Of course those positions cannot be contracted out to your unqualified friends. I refuse to simply allow the Mayor and Governor or you, Mr. Goodwin, to use the educational crisis facing our students as a political chip in the great game of ‘how to make the rich richer’. That has been the biggest "reform" we have seen under Mayor Bloomberg:  more million dollar contracts to private companies, billions spent on high stakes testing, more highly-paid consultants in DOE central, a transfer of public monies into private hands under the veil of charter schools, fewer teachers and resources, larger class sizes for our students, and privatization of our public school space. It is disgusting, and as a teacher who cares passionately about my students, I won't stop fighting.  
Thank you Mr. Goodwin for laying bare the paucity of your knowledge and the corruption of your belief system. Yours are not opinions based either on fact or experience but on a script written by the wealthy and powerful; people who do not want those whom they oppress to learn to think critically about that oppression.  And thank you for the free publicity for this movement. You had so little to say about the issues that you allowed my words to speak for themselves. Real teachers, doing the day-to-day work of educating students, have no voice these days. Our sweat equity cannot buy air-time from the 1%. 
    
In Solidarity, 
 
Sam Coleman, 3rd grade dual language public school teacher, Brooklyn. 
  
Here is the full text of my email that he quotes, and below that is the email I was responding to on the GEM list serve: 


Hi James, 
     
I am a 7th year elementary school teacher in a school with high ELL and IEP populations, 95 percent free or reduced lunch. We have never met our AYP and probably never will. So I know where you are coming from. I don't usually get into email list discussions, but I thought the emails on this list were sort of a funny grouping. You had me all the way to here "We need to focus on student accountability instead of teacher accountability". 
Here is an alternative way to think about it. 
 It is just as easy to blame students and their parents as it is to blame teachers. Blaming individuals with names, file numbers, report cards, test scores etc is the way politicians and the wealthy avoid taking responsibility for their failures, or the repercussions of their greed. Could students be more responsible? Sure. Could teaching improve in NYC? Sure. More importantly, could supervision improve in our schools? Obviously. Would teaching and learning improve overall?. A little.  
But those are the easy questions, with easy answer. And plenty of room for blaming individuals. The harder questions are about systemic, historic racism. The purposeful privatization of public education. About the widening wealth gap that is responsible for the high levels of poverty among public school families. The same poverty that is a major factor (for many complicated reasons) in student's ability to be as "Responsible" as we might want. Which of course is reflected in teachers ability to be as "Successful" as our mayor says we should be. The answers to these hard questions require collective action. We can't do that while we play their blame game.  
 
We will not improve education by requiring some mythical level of responsibility from teens who are over policed, under-respected and physically and emotionally stressed out by poverty and racism.

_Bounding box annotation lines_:
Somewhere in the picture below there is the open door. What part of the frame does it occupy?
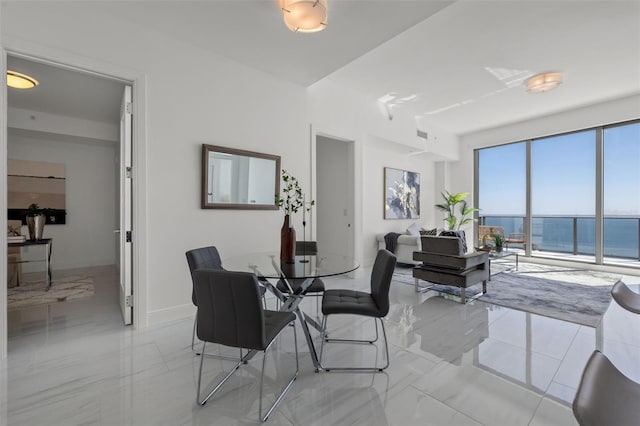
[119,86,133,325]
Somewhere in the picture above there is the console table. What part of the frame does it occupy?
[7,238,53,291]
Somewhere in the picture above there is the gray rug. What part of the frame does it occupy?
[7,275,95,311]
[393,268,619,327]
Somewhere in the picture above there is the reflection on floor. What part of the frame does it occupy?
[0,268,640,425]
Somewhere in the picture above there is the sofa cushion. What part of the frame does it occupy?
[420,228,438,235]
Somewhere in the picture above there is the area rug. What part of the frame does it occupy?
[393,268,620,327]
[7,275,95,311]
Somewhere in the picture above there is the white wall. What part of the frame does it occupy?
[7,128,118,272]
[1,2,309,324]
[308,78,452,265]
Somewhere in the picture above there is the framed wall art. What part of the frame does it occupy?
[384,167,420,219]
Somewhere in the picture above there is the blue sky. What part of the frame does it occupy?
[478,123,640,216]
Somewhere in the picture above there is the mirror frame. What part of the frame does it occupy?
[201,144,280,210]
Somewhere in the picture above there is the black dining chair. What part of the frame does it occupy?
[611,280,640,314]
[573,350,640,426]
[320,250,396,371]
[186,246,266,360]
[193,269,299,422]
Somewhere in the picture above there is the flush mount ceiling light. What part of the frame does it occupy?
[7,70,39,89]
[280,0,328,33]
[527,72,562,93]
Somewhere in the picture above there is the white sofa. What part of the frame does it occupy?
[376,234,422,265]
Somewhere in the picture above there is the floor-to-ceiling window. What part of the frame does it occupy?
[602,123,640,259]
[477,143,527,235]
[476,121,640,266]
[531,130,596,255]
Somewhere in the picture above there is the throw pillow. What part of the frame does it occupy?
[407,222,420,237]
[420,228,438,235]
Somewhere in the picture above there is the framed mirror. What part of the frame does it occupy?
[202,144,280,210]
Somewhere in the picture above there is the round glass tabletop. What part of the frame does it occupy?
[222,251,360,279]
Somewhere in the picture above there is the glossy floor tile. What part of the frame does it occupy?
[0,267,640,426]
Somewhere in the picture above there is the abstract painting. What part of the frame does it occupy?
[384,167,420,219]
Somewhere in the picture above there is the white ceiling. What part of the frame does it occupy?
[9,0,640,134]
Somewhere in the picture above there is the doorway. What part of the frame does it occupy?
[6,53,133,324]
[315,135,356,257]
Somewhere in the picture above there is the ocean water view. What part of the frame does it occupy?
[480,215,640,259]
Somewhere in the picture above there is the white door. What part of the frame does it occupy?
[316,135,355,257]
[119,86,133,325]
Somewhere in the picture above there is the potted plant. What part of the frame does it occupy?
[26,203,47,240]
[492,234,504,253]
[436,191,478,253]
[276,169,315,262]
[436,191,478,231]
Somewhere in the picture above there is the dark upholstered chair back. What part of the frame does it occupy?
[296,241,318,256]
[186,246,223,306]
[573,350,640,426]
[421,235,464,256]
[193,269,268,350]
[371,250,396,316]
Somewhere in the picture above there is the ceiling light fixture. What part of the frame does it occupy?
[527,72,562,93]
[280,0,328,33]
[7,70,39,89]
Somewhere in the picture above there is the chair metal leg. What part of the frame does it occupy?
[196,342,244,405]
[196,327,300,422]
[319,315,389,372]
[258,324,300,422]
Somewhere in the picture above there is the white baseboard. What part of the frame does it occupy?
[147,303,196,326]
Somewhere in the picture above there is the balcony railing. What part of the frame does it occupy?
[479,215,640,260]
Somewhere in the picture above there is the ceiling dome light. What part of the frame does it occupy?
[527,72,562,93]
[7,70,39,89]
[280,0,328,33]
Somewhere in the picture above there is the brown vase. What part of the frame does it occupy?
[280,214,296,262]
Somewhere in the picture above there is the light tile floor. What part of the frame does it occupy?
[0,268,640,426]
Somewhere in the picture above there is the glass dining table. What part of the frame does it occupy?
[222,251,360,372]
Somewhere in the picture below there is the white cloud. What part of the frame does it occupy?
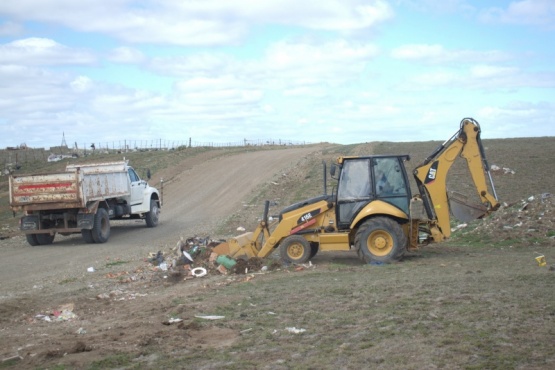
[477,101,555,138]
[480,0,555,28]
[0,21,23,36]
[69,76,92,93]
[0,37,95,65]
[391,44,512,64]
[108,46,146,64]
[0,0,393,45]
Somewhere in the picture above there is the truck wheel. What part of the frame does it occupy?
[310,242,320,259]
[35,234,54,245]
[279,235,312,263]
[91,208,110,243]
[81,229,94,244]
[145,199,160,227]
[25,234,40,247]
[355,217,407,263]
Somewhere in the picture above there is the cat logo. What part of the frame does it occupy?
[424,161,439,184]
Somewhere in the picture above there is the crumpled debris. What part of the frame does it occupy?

_Problem statement_: In the teacher's letter above, what does Sam Coleman teach, and in which place?

_Result for this exercise_: 3rd grade dual language at a public school in Brooklyn.